Task brief - Transcribe every item below word for word, leaving the pictures out of your copy.
BEGIN
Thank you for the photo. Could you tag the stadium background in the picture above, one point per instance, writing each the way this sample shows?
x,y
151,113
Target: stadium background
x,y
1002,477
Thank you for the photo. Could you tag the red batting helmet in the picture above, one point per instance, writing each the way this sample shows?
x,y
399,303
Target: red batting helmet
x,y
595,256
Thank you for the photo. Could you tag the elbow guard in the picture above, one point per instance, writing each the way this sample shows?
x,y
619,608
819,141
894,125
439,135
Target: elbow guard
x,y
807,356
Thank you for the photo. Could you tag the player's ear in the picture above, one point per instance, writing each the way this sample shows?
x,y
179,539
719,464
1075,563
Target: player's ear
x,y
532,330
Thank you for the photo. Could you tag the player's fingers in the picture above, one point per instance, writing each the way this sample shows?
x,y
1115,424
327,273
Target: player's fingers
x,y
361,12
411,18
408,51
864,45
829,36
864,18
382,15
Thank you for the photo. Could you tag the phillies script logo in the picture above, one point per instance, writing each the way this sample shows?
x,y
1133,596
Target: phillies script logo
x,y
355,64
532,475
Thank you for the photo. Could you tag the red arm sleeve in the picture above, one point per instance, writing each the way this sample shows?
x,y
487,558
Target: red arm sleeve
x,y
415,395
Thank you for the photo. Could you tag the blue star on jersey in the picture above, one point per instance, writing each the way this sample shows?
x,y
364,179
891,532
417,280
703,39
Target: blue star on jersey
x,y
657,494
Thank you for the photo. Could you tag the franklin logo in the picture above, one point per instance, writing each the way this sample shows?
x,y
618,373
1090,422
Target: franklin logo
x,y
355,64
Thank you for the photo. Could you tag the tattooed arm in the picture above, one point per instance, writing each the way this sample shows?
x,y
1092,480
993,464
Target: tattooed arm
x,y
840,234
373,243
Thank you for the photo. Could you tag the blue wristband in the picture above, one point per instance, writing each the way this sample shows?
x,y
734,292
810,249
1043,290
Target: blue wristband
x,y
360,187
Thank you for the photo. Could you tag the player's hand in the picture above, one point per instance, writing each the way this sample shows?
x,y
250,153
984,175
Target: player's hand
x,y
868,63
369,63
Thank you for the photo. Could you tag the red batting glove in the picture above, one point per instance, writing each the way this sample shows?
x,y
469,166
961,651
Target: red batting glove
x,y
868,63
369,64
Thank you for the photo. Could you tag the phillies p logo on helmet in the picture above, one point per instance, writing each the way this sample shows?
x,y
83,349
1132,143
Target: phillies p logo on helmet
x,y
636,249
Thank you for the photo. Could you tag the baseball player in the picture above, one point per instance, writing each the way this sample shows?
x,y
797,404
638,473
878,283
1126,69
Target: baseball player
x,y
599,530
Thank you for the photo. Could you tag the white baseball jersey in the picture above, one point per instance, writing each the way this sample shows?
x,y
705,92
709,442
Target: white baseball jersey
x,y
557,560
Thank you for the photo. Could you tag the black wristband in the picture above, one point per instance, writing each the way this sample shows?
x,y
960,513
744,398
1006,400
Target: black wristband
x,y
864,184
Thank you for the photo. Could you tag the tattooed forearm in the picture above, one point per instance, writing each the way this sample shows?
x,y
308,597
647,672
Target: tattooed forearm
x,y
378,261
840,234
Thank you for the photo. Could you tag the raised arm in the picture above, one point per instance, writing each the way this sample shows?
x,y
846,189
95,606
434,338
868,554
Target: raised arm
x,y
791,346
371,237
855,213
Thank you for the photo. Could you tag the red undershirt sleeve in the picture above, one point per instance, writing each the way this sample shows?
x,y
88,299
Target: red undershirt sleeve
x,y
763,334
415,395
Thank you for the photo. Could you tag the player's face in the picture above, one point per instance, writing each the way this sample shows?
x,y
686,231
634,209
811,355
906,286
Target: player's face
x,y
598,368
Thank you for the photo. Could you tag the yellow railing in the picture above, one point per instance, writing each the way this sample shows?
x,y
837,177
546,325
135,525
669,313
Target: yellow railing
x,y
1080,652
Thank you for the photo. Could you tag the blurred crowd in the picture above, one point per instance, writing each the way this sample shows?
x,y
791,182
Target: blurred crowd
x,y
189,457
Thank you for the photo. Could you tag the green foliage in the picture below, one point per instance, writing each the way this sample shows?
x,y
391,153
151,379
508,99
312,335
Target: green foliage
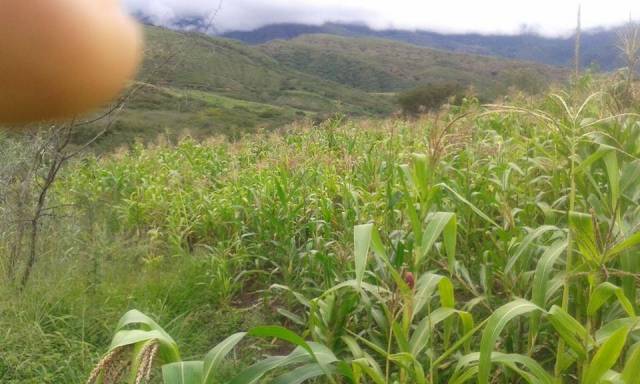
END
Result for this exercise -
Thank you for the photo. Could you tag the stadium background in the picture above, one point per instance, writing each the way this sample shows?
x,y
151,113
Target: stadium background
x,y
1002,477
Thank you for the photo. Could you tag the red batting helmet in the picture above, one point per instance, writing each the way this sample shows?
x,y
399,303
Target: red batting helmet
x,y
595,256
Thank you for the photo. Could you tag the elbow guard in the picture above, one point per instance, writing each the way this sample shows?
x,y
619,608
819,141
894,125
439,135
Target: elbow guard
x,y
807,356
Thank you for the photo. Could you tag the player's ear in the picture above, one point per instance, writing each the way this sample shows?
x,y
179,539
719,464
1075,563
Target: player's ear
x,y
532,330
Thank you for the photo. Could you tag the player's fingers in the picture above, one point per instance, writing each the way this sample shows?
x,y
1115,424
327,273
Target: player's fingers
x,y
361,12
411,18
408,51
864,45
829,36
864,18
382,15
Thank you for the photo. Could you tag the phillies script logo in the picture above, one point per instance, writing each the way this sample shows?
x,y
1133,596
Target: phillies script logo
x,y
355,64
532,475
Thank you for the photo. Could you tag the red arm sleeve in the picture above, one point per instance, writing each the way this sample shows?
x,y
487,558
Target: red arm sleeve
x,y
415,395
Thank you for the photo. Could you tag the blue star on jersey in the picture above, one point per instance, writing each the way this sample shows?
x,y
364,179
891,532
417,280
703,39
Target: blue star on jersey
x,y
657,494
Thank you for the photo. Could you tag the franklin logo in the picture above, one point per instance, writing each the way this sample shows?
x,y
618,373
1090,422
Target: franklin logo
x,y
355,64
Thank you for the photo. Could you tag the tattooed arm in the picture above, one point per instance, writing each the way this sample shows?
x,y
1092,480
993,464
Target: tattooed arm
x,y
840,234
373,243
Thank you for the photo. Could you tag the blue wristband in the picture above, one point per instance, writing each the way this sample shows?
x,y
734,292
810,249
1043,290
Target: blue wristband
x,y
360,187
Thank you for the photo. Could you tag the player's hand in the picture above, one point per instance, writing each the way this sample shows?
x,y
250,153
984,175
Target: player's hand
x,y
868,63
369,63
Thank you for the photo. Could you tag the red batting glove in the picture above, one point per instance, writing each the way this sample shows?
x,y
469,166
961,651
Target: red batting glove
x,y
868,63
369,64
Thank you for the photo. Could you tag the phillies p logo on helmet in the picture above, one point per instance, writing each the way this sample shows?
x,y
83,349
1132,143
Target: phillies p logo on helmet
x,y
636,249
Thank you for the photo. Could you tag the baseball player in the picture above, one point per instance, writing each the way this sample shows?
x,y
797,404
638,473
878,283
1126,69
Target: baseball player
x,y
599,530
Thank you for the photo. Could you tag the white baseball jersey in the picture above, one point per instance, writing each the way this sample shows?
x,y
705,92
709,442
Target: white baseball jersey
x,y
557,560
Thank you for the photo. Could you tag the black wristband in the picture above, one point per instance, writing each the way this sample shows?
x,y
960,513
744,398
1006,400
Target: black wristband
x,y
864,184
Thank you for the photo. Could you tag the tattooed forearm in the picture above, one point per instance, writing each the way this sample shows?
x,y
308,597
647,672
Target: tattooed forearm
x,y
378,261
840,234
Thank you for the photo. Could you tag the raised arm in the picture above, one point per instance, writing each the way this sample shows?
x,y
846,189
95,606
434,338
868,554
Target: raised arm
x,y
791,346
371,237
855,213
Thank you for the photo. Could you tag the red undershirt sleeve in the picture above, one point per instance, writing each the way this sample shows?
x,y
88,299
Target: red undershirt sleeve
x,y
763,334
415,395
Thank you for the photo. Could you tag the player's face in the picture above, one point per instance, writing each the way this sample shows?
x,y
686,231
634,209
811,355
906,286
Target: player's face
x,y
598,368
Thank you for the photo. Could you tag the yellow railing in the picture above, one point per instance, writing each the way this sample shows?
x,y
837,177
546,325
135,525
669,313
Target: yellow railing
x,y
1080,652
Thank you for the photo. Could you tag the blurred crowd in the picture above, one point per instance, writing each the way this sample shows?
x,y
791,182
Target: blurred crowd
x,y
189,457
Thank you for the photo. Could you tag the green foliage in the picture below, one point per instance, writing each the way this sample shows?
x,y
391,153
151,379
508,99
312,335
Target: green foliage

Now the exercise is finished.